Work item: All lines in the data that hold the word "optional" need copying.

Records for this task:

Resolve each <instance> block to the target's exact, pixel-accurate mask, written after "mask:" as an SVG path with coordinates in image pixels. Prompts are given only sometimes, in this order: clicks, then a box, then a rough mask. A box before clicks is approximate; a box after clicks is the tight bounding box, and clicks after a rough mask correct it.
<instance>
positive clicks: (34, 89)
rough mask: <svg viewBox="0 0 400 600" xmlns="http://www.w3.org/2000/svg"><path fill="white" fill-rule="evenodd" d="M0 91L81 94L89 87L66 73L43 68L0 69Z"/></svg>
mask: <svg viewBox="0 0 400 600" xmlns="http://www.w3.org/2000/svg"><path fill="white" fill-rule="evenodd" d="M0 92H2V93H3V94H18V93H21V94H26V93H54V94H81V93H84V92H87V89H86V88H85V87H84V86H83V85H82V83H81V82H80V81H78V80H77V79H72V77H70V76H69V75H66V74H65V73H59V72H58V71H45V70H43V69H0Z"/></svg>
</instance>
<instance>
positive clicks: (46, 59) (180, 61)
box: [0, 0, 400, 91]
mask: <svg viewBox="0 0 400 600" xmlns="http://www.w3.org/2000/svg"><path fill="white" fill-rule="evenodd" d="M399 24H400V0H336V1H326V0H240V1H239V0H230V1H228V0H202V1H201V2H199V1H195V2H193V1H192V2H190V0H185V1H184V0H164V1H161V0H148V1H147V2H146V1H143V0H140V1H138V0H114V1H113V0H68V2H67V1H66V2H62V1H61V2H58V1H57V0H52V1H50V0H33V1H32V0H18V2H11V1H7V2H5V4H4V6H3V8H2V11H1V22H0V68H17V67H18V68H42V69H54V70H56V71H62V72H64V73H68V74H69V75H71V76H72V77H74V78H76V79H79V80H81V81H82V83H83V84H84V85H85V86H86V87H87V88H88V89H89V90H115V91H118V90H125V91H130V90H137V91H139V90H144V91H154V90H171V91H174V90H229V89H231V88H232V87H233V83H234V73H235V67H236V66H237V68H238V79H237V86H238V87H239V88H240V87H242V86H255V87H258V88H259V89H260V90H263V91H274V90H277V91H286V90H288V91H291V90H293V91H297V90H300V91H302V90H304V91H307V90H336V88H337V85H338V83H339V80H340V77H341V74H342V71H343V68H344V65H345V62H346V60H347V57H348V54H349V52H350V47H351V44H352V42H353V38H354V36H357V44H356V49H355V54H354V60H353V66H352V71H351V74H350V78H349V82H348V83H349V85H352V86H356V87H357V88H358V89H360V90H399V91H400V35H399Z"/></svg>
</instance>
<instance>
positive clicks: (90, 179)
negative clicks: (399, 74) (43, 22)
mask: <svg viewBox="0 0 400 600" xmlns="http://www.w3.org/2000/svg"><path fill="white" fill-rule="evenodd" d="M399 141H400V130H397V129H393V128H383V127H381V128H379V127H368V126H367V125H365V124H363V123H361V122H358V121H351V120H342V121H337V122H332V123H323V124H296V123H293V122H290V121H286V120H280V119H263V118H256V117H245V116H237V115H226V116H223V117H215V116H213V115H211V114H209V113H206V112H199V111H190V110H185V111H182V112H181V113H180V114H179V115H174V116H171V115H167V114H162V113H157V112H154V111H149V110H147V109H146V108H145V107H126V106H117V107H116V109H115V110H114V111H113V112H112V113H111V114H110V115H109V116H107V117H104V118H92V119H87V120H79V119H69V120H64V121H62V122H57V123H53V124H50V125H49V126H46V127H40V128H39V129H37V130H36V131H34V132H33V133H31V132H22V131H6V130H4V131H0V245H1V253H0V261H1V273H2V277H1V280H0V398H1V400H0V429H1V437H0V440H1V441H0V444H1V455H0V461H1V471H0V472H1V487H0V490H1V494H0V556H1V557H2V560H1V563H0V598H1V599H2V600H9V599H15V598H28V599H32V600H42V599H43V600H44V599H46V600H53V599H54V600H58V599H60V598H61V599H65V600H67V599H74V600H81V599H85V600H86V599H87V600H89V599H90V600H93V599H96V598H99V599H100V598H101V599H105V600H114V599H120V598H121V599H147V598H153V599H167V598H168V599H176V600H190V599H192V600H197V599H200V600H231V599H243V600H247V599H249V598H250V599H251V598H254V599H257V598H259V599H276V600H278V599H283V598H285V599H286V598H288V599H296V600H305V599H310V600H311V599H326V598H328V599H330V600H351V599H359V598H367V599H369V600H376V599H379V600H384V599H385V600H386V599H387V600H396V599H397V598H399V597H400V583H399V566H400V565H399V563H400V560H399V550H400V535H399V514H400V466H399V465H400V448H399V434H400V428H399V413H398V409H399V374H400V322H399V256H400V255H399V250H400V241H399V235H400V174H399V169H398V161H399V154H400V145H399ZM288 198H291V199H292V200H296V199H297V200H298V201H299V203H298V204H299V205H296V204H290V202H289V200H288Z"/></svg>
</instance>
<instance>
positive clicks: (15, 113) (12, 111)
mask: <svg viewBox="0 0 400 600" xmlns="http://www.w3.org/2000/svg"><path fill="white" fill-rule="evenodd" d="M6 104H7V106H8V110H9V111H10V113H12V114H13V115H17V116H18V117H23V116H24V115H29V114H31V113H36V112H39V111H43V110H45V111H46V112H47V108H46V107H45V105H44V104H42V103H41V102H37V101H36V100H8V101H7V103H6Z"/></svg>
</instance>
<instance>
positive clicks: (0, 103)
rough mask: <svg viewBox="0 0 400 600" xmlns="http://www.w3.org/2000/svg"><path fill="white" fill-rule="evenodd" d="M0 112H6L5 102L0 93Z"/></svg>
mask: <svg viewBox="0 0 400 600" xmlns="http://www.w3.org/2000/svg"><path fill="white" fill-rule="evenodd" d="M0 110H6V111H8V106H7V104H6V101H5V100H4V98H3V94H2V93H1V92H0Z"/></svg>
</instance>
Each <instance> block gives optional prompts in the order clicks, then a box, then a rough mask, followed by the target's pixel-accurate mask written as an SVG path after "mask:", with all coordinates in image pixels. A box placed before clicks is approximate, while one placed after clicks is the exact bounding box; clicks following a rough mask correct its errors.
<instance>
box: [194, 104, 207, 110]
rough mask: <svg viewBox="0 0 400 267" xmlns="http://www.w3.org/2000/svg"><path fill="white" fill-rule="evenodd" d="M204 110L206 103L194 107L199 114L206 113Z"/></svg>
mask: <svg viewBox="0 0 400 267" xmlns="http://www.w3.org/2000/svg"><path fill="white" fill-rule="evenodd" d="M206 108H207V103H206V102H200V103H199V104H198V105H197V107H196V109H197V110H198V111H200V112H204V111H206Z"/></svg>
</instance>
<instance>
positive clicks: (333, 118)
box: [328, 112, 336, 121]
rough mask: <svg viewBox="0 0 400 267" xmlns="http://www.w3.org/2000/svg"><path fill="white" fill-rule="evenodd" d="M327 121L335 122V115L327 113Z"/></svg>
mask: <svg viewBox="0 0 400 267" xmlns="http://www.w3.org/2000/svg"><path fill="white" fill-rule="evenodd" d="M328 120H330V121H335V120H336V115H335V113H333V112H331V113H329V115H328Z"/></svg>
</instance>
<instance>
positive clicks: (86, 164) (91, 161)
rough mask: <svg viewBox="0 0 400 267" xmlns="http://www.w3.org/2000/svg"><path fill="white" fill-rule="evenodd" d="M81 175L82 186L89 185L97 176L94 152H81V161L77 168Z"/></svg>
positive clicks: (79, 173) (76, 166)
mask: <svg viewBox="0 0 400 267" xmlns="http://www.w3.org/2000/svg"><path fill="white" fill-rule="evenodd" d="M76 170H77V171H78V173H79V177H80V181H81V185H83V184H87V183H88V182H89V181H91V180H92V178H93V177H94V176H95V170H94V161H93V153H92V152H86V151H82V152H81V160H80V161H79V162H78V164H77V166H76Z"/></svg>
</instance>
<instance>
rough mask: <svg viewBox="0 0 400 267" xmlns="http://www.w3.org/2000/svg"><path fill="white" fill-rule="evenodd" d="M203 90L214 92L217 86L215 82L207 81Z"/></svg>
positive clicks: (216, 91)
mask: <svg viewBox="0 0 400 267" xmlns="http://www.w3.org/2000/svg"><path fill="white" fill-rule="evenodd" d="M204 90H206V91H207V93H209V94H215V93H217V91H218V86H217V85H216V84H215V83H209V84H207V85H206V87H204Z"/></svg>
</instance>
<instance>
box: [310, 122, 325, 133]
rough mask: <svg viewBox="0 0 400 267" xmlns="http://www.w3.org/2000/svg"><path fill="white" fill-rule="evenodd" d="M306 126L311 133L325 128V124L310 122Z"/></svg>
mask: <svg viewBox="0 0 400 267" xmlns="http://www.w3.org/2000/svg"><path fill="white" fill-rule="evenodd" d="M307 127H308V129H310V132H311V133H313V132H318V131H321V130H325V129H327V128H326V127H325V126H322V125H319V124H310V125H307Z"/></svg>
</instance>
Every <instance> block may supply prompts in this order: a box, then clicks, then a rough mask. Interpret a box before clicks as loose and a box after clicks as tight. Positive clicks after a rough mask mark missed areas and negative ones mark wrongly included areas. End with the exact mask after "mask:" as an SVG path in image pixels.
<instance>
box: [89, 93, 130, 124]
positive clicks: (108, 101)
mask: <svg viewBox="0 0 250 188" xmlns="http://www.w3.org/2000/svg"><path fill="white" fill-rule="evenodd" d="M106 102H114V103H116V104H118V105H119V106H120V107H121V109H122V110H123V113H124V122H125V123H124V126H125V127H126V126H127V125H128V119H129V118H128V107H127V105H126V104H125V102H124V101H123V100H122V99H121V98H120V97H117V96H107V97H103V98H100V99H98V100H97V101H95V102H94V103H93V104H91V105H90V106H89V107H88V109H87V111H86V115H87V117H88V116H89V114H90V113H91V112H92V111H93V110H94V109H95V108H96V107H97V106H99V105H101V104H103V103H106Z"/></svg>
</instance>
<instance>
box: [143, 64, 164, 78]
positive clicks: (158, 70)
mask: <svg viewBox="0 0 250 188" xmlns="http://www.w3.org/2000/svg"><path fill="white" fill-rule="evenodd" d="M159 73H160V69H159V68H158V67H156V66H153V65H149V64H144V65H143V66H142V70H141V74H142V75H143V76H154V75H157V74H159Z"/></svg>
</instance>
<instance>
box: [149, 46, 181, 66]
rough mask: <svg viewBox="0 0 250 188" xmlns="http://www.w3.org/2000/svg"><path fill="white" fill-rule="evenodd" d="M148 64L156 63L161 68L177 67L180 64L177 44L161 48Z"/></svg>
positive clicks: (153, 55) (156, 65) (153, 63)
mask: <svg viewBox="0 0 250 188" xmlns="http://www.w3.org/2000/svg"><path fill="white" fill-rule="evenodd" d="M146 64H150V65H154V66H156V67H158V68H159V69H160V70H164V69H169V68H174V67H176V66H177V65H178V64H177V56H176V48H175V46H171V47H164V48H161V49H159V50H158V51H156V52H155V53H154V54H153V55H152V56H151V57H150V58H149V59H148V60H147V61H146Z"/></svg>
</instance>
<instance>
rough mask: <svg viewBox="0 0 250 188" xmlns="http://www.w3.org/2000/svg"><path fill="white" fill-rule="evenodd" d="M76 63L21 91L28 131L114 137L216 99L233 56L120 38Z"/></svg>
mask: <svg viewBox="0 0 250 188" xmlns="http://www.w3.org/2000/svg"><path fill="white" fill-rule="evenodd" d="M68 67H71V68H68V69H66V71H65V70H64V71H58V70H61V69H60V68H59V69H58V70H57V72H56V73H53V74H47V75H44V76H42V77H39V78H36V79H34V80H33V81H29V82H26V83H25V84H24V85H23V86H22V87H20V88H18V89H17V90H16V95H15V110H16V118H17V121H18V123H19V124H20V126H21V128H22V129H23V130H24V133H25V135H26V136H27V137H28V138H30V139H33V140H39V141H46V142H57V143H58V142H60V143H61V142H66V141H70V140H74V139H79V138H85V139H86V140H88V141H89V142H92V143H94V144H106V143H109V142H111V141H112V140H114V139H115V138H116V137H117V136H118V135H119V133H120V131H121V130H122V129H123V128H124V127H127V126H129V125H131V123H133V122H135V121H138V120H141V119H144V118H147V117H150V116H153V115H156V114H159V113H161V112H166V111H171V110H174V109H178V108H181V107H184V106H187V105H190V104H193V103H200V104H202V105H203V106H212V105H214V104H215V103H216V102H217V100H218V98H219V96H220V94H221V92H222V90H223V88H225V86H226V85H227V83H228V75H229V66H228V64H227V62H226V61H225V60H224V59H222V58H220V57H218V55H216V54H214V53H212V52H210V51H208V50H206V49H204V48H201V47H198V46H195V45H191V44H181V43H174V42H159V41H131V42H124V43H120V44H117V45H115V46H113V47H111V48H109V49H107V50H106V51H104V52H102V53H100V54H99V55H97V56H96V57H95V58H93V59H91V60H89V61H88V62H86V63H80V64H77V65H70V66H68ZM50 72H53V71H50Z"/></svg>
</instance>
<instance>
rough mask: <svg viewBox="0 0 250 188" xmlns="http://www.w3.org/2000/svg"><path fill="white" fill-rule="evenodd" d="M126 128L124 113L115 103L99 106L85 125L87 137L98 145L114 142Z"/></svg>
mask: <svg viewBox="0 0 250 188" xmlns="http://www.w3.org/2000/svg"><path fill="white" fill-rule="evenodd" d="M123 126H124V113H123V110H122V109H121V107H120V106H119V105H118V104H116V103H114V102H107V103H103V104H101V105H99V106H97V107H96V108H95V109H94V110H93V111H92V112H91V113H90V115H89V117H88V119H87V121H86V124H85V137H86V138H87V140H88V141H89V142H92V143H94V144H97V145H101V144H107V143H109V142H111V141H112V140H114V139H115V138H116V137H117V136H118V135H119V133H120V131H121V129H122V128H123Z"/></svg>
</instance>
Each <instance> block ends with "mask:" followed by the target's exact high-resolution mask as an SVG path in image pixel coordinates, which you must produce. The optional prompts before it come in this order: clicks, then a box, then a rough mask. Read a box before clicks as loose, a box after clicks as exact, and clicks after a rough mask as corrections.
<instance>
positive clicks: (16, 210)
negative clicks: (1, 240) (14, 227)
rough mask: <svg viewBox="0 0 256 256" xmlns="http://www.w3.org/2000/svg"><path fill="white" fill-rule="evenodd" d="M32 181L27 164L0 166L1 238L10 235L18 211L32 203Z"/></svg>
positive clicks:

Answer:
Each <instance> block gives optional prompts in the order clicks, then a box, then a rough mask, followed by the target's pixel-accurate mask written as an SVG path after "mask:", with all coordinates in image pixels. A box placed before clicks is approximate, while one placed after clicks is the exact bounding box; clicks following a rough mask correct its errors.
Each <instance> block ends with "mask:" followed by the target's exact high-resolution mask as an SVG path in image pixel coordinates, which you must produce. The optional prompts before it come in this order: clicks, then a box, then a rough mask. Read a box before clicks as loose, a box after clicks as exact, and clicks after a rough mask as corrections.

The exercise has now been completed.